**Directions**:
Quote the material below in full, word for word.

==== Dataset

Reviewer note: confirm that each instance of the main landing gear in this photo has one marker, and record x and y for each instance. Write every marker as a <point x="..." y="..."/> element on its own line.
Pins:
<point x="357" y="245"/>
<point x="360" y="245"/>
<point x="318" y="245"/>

========

**Full answer**:
Reviewer note: confirm that each instance of the main landing gear in this photo has one marker, and record x and y for each instance. Write every marker as a <point x="..." y="..."/> element on its own line.
Pins:
<point x="357" y="245"/>
<point x="360" y="245"/>
<point x="318" y="245"/>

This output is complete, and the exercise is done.